**EXERCISE DESCRIPTION**
Your task is to repeat all of the material exactly.

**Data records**

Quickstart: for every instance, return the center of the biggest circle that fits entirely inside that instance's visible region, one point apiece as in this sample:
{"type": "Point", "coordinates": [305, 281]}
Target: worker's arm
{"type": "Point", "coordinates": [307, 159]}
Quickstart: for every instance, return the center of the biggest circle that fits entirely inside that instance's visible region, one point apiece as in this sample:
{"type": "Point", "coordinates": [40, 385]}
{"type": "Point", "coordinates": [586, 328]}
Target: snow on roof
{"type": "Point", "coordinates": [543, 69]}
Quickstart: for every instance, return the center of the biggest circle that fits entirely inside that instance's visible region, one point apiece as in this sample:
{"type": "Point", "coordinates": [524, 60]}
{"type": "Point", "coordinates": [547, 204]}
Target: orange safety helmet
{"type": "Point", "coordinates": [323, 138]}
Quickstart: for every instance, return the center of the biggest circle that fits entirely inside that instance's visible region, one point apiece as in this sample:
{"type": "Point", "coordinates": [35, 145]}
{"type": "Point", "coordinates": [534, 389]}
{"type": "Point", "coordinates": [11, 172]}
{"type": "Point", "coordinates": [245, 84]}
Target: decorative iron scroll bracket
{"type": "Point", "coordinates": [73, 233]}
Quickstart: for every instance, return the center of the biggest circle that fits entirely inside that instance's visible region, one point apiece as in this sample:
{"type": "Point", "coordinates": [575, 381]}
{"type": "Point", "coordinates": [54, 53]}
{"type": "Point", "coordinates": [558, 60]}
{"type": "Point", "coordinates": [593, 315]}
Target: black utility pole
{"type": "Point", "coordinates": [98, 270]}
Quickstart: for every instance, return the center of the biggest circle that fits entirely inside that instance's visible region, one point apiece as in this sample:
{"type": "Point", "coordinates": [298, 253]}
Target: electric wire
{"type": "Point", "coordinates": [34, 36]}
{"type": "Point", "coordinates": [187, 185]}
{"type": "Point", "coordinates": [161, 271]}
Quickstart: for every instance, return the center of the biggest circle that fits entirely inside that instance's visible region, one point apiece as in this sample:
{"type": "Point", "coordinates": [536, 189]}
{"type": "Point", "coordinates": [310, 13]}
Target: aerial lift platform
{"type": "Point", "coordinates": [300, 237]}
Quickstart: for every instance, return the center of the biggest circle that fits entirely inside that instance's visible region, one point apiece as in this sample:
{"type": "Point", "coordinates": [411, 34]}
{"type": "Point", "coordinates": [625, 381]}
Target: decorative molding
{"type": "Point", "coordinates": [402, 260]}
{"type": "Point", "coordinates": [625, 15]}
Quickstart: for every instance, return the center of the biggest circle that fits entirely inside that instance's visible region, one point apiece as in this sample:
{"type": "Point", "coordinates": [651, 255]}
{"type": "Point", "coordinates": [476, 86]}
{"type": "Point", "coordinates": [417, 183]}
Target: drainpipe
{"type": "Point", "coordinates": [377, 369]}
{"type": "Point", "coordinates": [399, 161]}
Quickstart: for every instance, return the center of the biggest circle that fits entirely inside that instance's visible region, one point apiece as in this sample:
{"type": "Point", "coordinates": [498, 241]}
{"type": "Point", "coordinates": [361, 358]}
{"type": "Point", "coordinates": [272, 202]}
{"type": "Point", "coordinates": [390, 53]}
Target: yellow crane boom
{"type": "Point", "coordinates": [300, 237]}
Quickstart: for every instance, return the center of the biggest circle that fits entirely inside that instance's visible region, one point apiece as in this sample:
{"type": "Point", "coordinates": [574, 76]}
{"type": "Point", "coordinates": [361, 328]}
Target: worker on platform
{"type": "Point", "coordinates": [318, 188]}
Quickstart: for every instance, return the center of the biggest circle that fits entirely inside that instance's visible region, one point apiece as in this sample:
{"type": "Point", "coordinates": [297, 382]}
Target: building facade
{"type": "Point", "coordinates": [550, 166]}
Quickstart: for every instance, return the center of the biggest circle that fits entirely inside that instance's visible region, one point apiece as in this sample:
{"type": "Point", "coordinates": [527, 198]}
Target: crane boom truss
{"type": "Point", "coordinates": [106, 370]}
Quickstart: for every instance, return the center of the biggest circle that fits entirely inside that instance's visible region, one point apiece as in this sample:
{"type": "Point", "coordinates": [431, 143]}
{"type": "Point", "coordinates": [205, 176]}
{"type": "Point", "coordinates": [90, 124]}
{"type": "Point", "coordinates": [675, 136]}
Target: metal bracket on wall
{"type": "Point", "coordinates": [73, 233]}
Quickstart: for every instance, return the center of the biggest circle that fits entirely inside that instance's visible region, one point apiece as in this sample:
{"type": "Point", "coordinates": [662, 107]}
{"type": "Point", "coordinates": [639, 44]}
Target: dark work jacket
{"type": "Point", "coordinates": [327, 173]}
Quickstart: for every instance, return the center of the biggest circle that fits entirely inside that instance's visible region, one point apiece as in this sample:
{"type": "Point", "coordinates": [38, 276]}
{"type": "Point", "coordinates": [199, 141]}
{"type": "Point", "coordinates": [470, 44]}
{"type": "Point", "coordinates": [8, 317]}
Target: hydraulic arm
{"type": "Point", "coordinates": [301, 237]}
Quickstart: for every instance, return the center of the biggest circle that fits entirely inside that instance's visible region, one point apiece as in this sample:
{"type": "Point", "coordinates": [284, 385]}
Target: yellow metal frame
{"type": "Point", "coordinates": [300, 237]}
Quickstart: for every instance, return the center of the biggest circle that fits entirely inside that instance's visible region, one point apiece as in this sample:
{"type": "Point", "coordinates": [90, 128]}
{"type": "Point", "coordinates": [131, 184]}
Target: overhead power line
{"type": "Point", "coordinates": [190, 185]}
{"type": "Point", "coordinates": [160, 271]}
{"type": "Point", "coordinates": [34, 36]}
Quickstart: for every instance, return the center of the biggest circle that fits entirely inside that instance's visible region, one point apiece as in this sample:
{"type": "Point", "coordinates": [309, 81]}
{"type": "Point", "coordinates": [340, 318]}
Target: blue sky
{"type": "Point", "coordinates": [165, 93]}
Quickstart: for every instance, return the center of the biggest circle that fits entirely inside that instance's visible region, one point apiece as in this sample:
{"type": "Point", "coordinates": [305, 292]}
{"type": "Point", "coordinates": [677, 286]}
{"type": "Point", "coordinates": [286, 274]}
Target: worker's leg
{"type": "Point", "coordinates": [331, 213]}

**IN RESPONSE**
Quickstart: for every instance, return the center of the biggest circle that fits entirely inside that instance's visible region, one point apiece as in this sample:
{"type": "Point", "coordinates": [305, 281]}
Target: worker's arm
{"type": "Point", "coordinates": [307, 159]}
Quickstart: for every instance, return the center of the biggest circle that fits entirely inside that instance's visible region, one point apiece as in this sample:
{"type": "Point", "coordinates": [40, 385]}
{"type": "Point", "coordinates": [586, 328]}
Target: snow on roof
{"type": "Point", "coordinates": [543, 69]}
Quickstart: for every instance, return the center of the biggest circle that fits entirely inside that instance's visible region, one point apiece as in this sample:
{"type": "Point", "coordinates": [524, 60]}
{"type": "Point", "coordinates": [547, 204]}
Target: orange safety helmet
{"type": "Point", "coordinates": [323, 138]}
Quickstart: for every instance, return the center of the biggest circle that fits entirely inside that instance's visible region, one point apiece as in this sample:
{"type": "Point", "coordinates": [35, 145]}
{"type": "Point", "coordinates": [534, 389]}
{"type": "Point", "coordinates": [11, 172]}
{"type": "Point", "coordinates": [245, 84]}
Target: decorative iron scroll bracket
{"type": "Point", "coordinates": [73, 233]}
Quickstart: for every instance, return the center of the biggest circle that fits entirely inside that instance's visible region, one point apiece as in this sample:
{"type": "Point", "coordinates": [575, 381]}
{"type": "Point", "coordinates": [54, 53]}
{"type": "Point", "coordinates": [558, 60]}
{"type": "Point", "coordinates": [593, 315]}
Target: black utility pole
{"type": "Point", "coordinates": [98, 270]}
Quickstart: for every instance, return the center of the biggest circle that fits entirely inside that instance's visible region, one point apiece as in this sample:
{"type": "Point", "coordinates": [298, 253]}
Target: electric wire
{"type": "Point", "coordinates": [34, 36]}
{"type": "Point", "coordinates": [187, 185]}
{"type": "Point", "coordinates": [161, 271]}
Quickstart: for every instance, return the center of the biggest circle that fits entirely inside that instance's visible region, one point apiece as in this sample:
{"type": "Point", "coordinates": [536, 189]}
{"type": "Point", "coordinates": [310, 13]}
Target: aerial lift platform
{"type": "Point", "coordinates": [300, 237]}
Quickstart: for every instance, return the center of the biggest circle that fits entirely inside that instance's visible region, one point apiece as in this sample:
{"type": "Point", "coordinates": [411, 34]}
{"type": "Point", "coordinates": [625, 381]}
Target: decorative molding
{"type": "Point", "coordinates": [402, 260]}
{"type": "Point", "coordinates": [625, 15]}
Quickstart: for every instance, return the center of the biggest circle that fits entirely inside that instance's visible region, one point apiece as in this sample:
{"type": "Point", "coordinates": [651, 255]}
{"type": "Point", "coordinates": [476, 86]}
{"type": "Point", "coordinates": [417, 183]}
Target: drainpipe
{"type": "Point", "coordinates": [377, 369]}
{"type": "Point", "coordinates": [399, 161]}
Quickstart: for every instance, return the center of the biggest circle that fits entirely inside that instance's visible region, one point apiece as in this sample:
{"type": "Point", "coordinates": [498, 241]}
{"type": "Point", "coordinates": [361, 358]}
{"type": "Point", "coordinates": [272, 202]}
{"type": "Point", "coordinates": [390, 53]}
Target: yellow crane boom
{"type": "Point", "coordinates": [300, 237]}
Quickstart: for every instance, return the center of the biggest circle that fits entirely inside that instance's visible region, one point apiece as in this sample:
{"type": "Point", "coordinates": [574, 76]}
{"type": "Point", "coordinates": [361, 328]}
Target: worker on platform
{"type": "Point", "coordinates": [318, 188]}
Quickstart: for every instance, return the center of the biggest circle that fits entirely inside that instance's visible region, one point apiece as in this sample:
{"type": "Point", "coordinates": [297, 382]}
Target: building facade
{"type": "Point", "coordinates": [550, 166]}
Quickstart: for every instance, return the center of the biggest circle that fits entirely inside that instance's visible region, one point apiece as in this sample:
{"type": "Point", "coordinates": [527, 198]}
Target: crane boom truss
{"type": "Point", "coordinates": [106, 370]}
Quickstart: for every instance, return the center of the biggest circle that fits entirely inside that instance's visible region, one point apiece as in this sample:
{"type": "Point", "coordinates": [431, 143]}
{"type": "Point", "coordinates": [205, 176]}
{"type": "Point", "coordinates": [90, 124]}
{"type": "Point", "coordinates": [675, 136]}
Target: metal bracket on wall
{"type": "Point", "coordinates": [73, 233]}
Quickstart: for every instance, return the center of the biggest circle that fits entirely inside that instance's visible region, one point apiece as in this sample:
{"type": "Point", "coordinates": [662, 107]}
{"type": "Point", "coordinates": [639, 44]}
Target: dark work jacket
{"type": "Point", "coordinates": [327, 173]}
Quickstart: for every instance, return the center of the biggest circle that fits entirely inside that instance's visible region, one point apiece as in this sample:
{"type": "Point", "coordinates": [38, 276]}
{"type": "Point", "coordinates": [199, 141]}
{"type": "Point", "coordinates": [470, 44]}
{"type": "Point", "coordinates": [8, 317]}
Target: hydraulic arm
{"type": "Point", "coordinates": [301, 237]}
Quickstart: for every instance, return the center of the biggest circle that fits entirely inside that instance's visible region, one point apiece as in this sample:
{"type": "Point", "coordinates": [284, 385]}
Target: yellow metal frame
{"type": "Point", "coordinates": [300, 237]}
Quickstart: for every instance, return the center of the biggest circle that fits entirely inside that instance's visible region, one point apiece as in this sample:
{"type": "Point", "coordinates": [90, 128]}
{"type": "Point", "coordinates": [131, 184]}
Target: overhead power line
{"type": "Point", "coordinates": [190, 185]}
{"type": "Point", "coordinates": [160, 271]}
{"type": "Point", "coordinates": [34, 36]}
Quickstart: for every instance, return the center of the biggest circle that fits entirely inside that instance's visible region, one point apiece as in this sample:
{"type": "Point", "coordinates": [309, 81]}
{"type": "Point", "coordinates": [340, 318]}
Target: blue sky
{"type": "Point", "coordinates": [165, 93]}
Quickstart: for every instance, return the center of the biggest circle that fits entirely inside that instance's visible region, one point apiece as in this sample:
{"type": "Point", "coordinates": [305, 292]}
{"type": "Point", "coordinates": [677, 286]}
{"type": "Point", "coordinates": [286, 274]}
Target: worker's leg
{"type": "Point", "coordinates": [331, 213]}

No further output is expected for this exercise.